* _What to do_: Your answer should be the records below, written out exactly.

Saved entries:

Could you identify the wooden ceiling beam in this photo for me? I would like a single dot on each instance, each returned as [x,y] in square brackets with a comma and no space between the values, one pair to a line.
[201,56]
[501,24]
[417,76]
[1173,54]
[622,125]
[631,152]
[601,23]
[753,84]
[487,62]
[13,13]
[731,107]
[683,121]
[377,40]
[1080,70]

* _Task result_:
Could you identify the wooden ceiling beam in this photo for me? I would like a single dot on each instance, each returned as [x,y] in square brackets with a comma and no space between the values, one pair to a line.
[201,56]
[501,24]
[417,76]
[1173,54]
[622,125]
[631,152]
[601,23]
[753,84]
[487,62]
[13,13]
[731,107]
[683,121]
[377,40]
[1080,70]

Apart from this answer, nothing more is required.